> **Your assignment**:
The entries below should be set down again exactly, with every picture left out.

> **Dataset excerpts**:

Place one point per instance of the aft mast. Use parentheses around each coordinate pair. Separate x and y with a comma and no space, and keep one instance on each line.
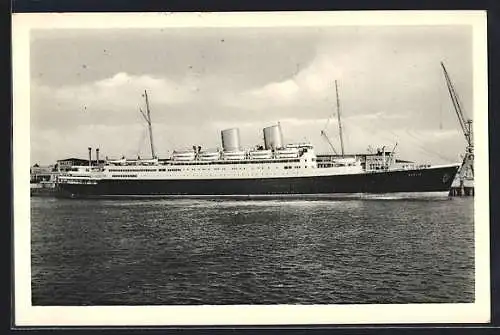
(147,117)
(338,117)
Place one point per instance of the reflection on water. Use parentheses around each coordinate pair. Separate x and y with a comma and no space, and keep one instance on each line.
(234,251)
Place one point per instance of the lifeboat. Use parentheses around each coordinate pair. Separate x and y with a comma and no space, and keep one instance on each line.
(287,153)
(183,155)
(209,155)
(234,155)
(261,154)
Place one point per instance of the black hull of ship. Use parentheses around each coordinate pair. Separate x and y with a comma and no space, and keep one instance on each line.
(438,179)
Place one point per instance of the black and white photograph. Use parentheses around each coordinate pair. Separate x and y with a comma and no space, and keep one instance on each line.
(251,168)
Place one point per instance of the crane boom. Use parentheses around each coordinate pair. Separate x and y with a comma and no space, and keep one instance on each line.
(147,117)
(464,123)
(338,118)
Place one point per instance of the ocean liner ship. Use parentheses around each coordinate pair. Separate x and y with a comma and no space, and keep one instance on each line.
(272,168)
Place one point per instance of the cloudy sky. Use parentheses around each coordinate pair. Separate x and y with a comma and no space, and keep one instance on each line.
(86,88)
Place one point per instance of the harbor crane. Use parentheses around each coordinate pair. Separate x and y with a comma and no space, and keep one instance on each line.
(323,132)
(467,169)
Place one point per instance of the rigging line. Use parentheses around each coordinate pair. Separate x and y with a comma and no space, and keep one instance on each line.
(142,138)
(426,149)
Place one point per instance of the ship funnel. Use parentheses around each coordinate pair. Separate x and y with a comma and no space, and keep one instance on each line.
(273,139)
(231,139)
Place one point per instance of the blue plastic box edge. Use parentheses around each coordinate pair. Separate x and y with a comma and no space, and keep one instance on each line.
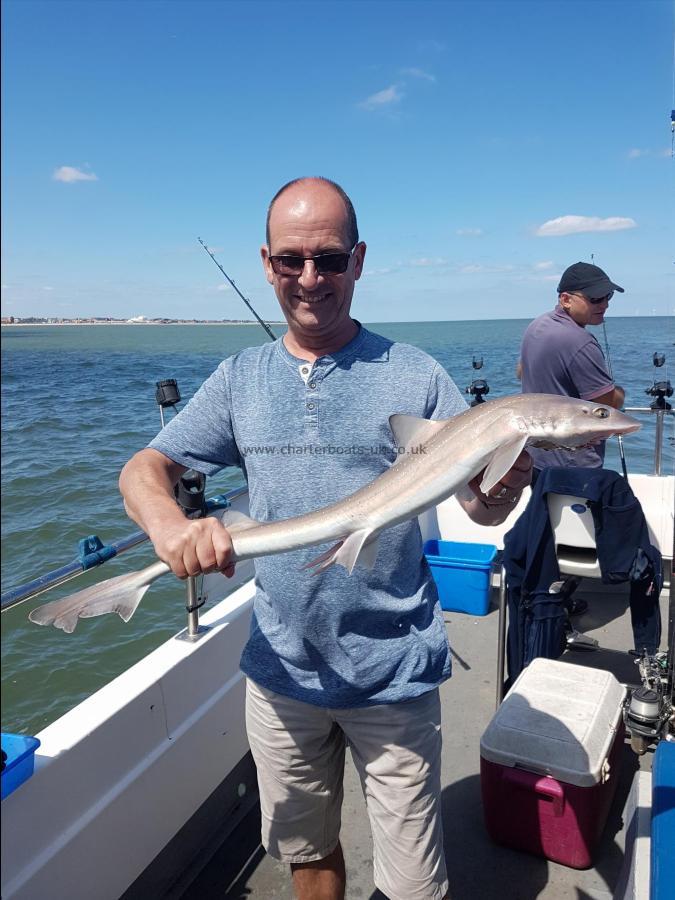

> **Your solution**:
Place one point per instance of the aft mast. Use parentheses around each coordinate pair. Separate x and y with a comma and no space, and keep one instance on each line.
(147,117)
(338,117)
Place one point per instance of the reflection on water. Use parentheses around each coordinate pair. Separate x and y with a comma and no space, and keep one instance on each line.
(234,251)
Place one point per instance of the lifeboat. Use parentheses around each coordinate pair. Separate x and y with a comma and no space, and keep one instance on each line.
(287,153)
(183,155)
(209,155)
(234,155)
(261,154)
Place one point per instance of the black hull of ship. Use parentheses around each coordinate pair. Separate x and y with a comma and no space, and keep one instance on each line.
(438,179)
Place one point per instance of the black and white photograph. Use parentheses around each coordinate pair. Separate x and y with a comma and no space, and keep one instance on each line.
(251,168)
Place one point per instance of the crane boom. Use parentheses around each coordinate pair. Separate x and y with a comma and no space, and keep one instance on each line.
(147,117)
(464,123)
(338,118)
Place one point per instance of the ocean liner ship. Use parentheses around each coordinate pair. Separate x and y with a comma and no space, and keep one instance on each line.
(272,168)
Place one point per instance of the cloudy sky. Use parentheses around each coordinate pair. Separate x and y with a comma and no space, and keep one instance on each line.
(86,88)
Place one point per instance of the harbor crane. Use parentheses around each coordinate pair. Separate x and y with a comma and no space, and keep one instance on each line.
(323,132)
(467,169)
Place one point per instance of the rigging line. Use parentheses around each coordinate pair. Separate x and y with a comma and no space, and keep one instance on each line.
(142,138)
(426,149)
Place one point per instance of the ship funnel. Use parentheses around each coordinate pair. Separate x and y with a comma and no space, and keep one instance on each line.
(273,139)
(231,139)
Place one point per instance of the blue plastic box edge. Use parentheses around each coordinate pair. Separate x and y with a comma and no space, and keep one instance on each line.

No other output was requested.